>> START STORED RECORDS

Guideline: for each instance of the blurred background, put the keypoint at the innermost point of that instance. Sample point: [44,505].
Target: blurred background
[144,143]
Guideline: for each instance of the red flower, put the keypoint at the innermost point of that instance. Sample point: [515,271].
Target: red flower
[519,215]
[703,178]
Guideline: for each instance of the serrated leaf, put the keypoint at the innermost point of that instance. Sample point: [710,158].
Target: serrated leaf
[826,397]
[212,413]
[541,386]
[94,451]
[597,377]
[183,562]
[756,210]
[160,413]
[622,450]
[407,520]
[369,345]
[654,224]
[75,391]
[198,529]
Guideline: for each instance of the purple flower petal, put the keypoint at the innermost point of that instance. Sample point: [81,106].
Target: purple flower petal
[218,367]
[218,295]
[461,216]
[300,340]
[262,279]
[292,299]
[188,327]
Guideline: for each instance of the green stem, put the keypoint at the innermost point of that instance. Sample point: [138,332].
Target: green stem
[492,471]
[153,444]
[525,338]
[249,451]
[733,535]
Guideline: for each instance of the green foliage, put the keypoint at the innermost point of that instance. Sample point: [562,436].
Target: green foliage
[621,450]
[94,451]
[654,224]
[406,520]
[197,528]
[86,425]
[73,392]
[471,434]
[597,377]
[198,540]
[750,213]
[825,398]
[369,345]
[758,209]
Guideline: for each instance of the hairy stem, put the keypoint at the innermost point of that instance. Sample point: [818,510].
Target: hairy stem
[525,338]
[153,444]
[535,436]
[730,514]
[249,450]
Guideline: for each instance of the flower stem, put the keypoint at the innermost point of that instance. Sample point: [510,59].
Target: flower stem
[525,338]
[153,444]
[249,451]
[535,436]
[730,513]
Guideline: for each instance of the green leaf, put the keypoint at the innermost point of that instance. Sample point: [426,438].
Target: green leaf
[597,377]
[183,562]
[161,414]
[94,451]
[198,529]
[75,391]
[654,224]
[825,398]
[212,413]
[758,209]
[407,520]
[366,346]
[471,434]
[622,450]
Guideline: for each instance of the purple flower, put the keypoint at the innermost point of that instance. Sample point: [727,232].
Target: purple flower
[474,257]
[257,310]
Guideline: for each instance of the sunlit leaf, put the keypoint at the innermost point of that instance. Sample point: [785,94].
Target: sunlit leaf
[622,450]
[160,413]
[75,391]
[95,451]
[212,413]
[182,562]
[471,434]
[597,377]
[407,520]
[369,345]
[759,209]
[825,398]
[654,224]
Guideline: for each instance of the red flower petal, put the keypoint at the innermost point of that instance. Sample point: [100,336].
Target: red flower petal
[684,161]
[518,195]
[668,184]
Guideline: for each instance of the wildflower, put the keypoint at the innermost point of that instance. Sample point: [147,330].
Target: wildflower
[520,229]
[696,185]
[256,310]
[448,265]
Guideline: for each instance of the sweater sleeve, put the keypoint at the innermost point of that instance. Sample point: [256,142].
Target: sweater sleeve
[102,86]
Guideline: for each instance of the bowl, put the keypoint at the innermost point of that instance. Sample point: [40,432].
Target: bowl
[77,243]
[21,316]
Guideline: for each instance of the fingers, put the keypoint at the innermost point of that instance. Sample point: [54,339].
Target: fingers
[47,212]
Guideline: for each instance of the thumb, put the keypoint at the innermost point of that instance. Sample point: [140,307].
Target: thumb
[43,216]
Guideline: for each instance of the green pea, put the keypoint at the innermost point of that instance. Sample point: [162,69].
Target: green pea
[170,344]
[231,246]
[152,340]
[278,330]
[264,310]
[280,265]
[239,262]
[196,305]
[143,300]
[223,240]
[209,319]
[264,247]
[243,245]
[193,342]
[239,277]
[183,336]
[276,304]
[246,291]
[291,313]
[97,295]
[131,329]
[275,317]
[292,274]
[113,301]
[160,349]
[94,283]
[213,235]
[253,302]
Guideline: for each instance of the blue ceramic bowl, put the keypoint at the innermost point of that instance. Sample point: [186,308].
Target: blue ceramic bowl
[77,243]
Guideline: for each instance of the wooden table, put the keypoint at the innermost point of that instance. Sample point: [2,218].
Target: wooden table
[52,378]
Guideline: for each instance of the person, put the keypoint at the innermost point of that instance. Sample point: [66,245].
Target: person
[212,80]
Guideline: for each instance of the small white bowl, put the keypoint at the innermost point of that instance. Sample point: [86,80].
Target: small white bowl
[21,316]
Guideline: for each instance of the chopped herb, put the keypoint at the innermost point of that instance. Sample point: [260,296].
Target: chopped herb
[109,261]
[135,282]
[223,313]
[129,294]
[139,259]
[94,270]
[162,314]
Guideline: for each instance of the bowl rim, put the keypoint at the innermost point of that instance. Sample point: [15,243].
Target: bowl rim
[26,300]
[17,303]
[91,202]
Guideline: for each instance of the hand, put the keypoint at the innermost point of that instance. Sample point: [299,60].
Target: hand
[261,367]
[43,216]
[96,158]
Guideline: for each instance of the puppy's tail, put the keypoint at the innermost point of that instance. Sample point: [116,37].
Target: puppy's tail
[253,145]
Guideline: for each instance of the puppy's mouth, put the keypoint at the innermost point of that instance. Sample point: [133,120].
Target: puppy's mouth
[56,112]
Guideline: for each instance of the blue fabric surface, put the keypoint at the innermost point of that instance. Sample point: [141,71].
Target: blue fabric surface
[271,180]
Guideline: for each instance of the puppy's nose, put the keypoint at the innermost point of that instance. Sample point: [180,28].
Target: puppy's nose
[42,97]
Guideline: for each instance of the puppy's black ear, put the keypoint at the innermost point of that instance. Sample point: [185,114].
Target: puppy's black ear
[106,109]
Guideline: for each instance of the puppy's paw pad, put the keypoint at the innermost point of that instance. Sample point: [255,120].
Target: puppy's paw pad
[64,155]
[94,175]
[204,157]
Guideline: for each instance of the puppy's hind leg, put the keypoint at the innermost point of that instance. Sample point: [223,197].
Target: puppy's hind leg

>> END STORED RECORDS

**JOB**
Repeat the line containing "Guideline: for each instance of the wooden" and all subsequent lines through the final line of the data, exactly and with no others.

**WRITTEN SOLUTION**
Guideline: for each instance of the wooden table, put the keypoint at the innermost point of that instance. Sample point: [2,218].
Target: wooden table
[52,378]
Guideline: for each instance of the person, put the keypoint at the innermost point of that instance. Sample point: [66,245].
Target: person
[212,80]
Guideline: for each instance of the small white bowl, put the keypoint at the innermost point of that instance. Sample point: [86,80].
Target: small white bowl
[21,316]
Guideline: for each instance of the chopped herb, put the keypoint at the innermost point of that instance. Sample point: [260,296].
Target: chopped herb
[109,261]
[135,282]
[223,313]
[129,294]
[139,259]
[94,270]
[162,314]
Guideline: for each instance of the bowl rim, put the keypoint at the innermost point of that instance. Sample point: [15,243].
Target: bowl rim
[26,300]
[17,303]
[91,202]
Guideline: for each instance of the hand, put the keypoint at the innermost point of that instance. Sample point: [299,60].
Target: hand
[261,367]
[43,216]
[96,158]
Guideline: for each instance of the puppy's tail, put the keypoint at the innermost point of that instance. Sample point: [116,37].
Target: puppy's tail
[253,145]
Guideline: for each instance of the puppy's mouth, put the keypoint at the innermost point of that instance. Sample point: [133,120].
Target: puppy's mouth
[56,112]
Guideline: for each instance of the blue fabric surface, put the keypoint at the innermost point of that instance. Sample point: [141,71].
Target: blue fabric surface
[271,180]
Guideline: for each instance of the puppy's nose, put the keypoint at the innermost point of that instance. Sample point: [180,28].
Target: puppy's nose
[42,97]
Guideline: for each instance of the puppy's black ear, put the keypoint at the innermost point of that instance. Sample point: [185,114].
Target: puppy's black ear
[106,109]
Guideline: for each instance of the puppy's paw pad, put the keypoint at the innermost point of that instance. Sample point: [255,120].
Target: puppy's paw pad
[64,155]
[94,175]
[204,157]
Guideline: for each instance of the puppy's hind leg, put the keypoint at the innermost point of that instance. Sample point: [223,197].
Target: puppy's hind leg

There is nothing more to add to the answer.